AIM: Copy out the listing below with each "Query" changed to "Target" and all other text left as it is.

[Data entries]
>>

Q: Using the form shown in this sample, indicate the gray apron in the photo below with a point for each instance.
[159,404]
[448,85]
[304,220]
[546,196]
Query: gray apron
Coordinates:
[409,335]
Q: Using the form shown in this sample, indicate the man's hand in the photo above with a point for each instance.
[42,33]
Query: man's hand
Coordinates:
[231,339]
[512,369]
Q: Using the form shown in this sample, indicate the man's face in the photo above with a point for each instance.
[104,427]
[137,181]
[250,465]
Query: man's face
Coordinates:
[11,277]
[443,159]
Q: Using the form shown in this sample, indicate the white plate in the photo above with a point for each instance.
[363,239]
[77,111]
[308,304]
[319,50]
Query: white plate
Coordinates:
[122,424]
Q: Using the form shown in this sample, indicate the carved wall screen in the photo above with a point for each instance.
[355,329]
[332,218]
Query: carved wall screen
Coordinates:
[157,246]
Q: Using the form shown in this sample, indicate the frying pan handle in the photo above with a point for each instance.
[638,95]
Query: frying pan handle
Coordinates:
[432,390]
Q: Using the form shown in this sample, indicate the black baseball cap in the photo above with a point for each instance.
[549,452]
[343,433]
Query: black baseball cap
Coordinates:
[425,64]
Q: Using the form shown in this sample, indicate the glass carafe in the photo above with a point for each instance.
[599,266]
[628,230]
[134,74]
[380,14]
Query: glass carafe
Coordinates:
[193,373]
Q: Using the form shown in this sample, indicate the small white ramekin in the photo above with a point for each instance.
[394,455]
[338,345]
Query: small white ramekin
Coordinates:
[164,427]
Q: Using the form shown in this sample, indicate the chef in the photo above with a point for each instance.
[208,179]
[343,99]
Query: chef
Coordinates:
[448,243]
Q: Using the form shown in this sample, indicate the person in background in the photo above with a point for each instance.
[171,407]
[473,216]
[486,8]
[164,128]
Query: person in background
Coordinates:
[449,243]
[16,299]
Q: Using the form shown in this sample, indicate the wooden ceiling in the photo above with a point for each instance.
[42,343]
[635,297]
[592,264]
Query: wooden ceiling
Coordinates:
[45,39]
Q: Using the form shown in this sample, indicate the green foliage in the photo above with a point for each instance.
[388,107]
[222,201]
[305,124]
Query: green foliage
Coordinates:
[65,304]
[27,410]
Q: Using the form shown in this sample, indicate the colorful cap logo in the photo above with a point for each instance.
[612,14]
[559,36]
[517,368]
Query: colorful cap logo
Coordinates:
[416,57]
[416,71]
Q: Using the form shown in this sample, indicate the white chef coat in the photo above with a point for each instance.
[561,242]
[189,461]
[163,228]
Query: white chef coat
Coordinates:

<<

PROBLEM SOLUTION:
Q: Using the form shown in this sample, indicate the gray apron in the photo below with a point for each instance.
[159,404]
[448,85]
[304,220]
[546,196]
Target: gray apron
Coordinates:
[409,335]
Q: Using the form shown in this sample, indicate the man's hand in the photo above with a point for each instance.
[42,33]
Target: man's hand
Coordinates:
[231,339]
[512,369]
Q: Using the form shown in this sample, indicate the man's face in the photo above with a point for each instance.
[104,427]
[137,181]
[250,465]
Target: man's face
Coordinates:
[11,277]
[443,159]
Q: Using the form shown in this sample, indicate the white plate in the photo above with a point for each instance.
[363,239]
[77,111]
[308,304]
[319,50]
Target: white plate
Coordinates:
[122,424]
Q: Using the form shown in this sample, indicate the carved wall screen in the photo above with a point for each instance.
[355,329]
[332,218]
Target: carved wall screen
Coordinates:
[157,246]
Q: Using the form shown in this sample, indicate the frying pan handle in the photo above with a point for each instance.
[638,95]
Target: frying pan handle
Coordinates:
[432,390]
Q: Using the form shown in this sample, indicate the black baseball cap in the photo above with a point for each instance.
[549,452]
[343,433]
Target: black baseball cap
Coordinates:
[425,64]
Q: Using the form shown in this sample, indicate the glass carafe in the photo above with a point for each instance.
[599,266]
[628,230]
[134,74]
[380,14]
Target: glass carafe
Coordinates:
[193,373]
Q: Using the form shown in this sample, indicate the small white ramekin in the photo above with a point for each instance.
[394,455]
[338,345]
Target: small white ramekin
Coordinates:
[164,427]
Q: Using the form shown in this sample, indicate the chef in the photo above with a point for each instance.
[208,179]
[343,99]
Target: chef
Coordinates:
[448,243]
Q: Using the form shown in this sample, indicate the person in background in the photo above with a point for each instance.
[171,407]
[473,216]
[486,8]
[164,128]
Target: person in background
Coordinates:
[449,243]
[16,299]
Q: Using the form shown in this sample, indicate the wooden ceiling in the photo above with a point for each instance.
[42,343]
[635,297]
[592,264]
Target: wooden ceiling
Coordinates:
[45,39]
Q: Using the form shown in this sample, indicate the green foliage in the photo above with a point for each instance.
[388,107]
[222,201]
[305,124]
Target: green foliage
Coordinates:
[65,304]
[27,410]
Q: Using the form shown in this sample, indicate the colorful cap logo in the photo above with a point for each instance.
[612,14]
[559,36]
[517,368]
Target: colorful cap logo
Coordinates:
[416,57]
[416,71]
Q: Using the form shown in this sample, indicate the white chef coat in the photo above with a point for each instance.
[561,242]
[189,461]
[163,228]
Target: white chef coat
Coordinates:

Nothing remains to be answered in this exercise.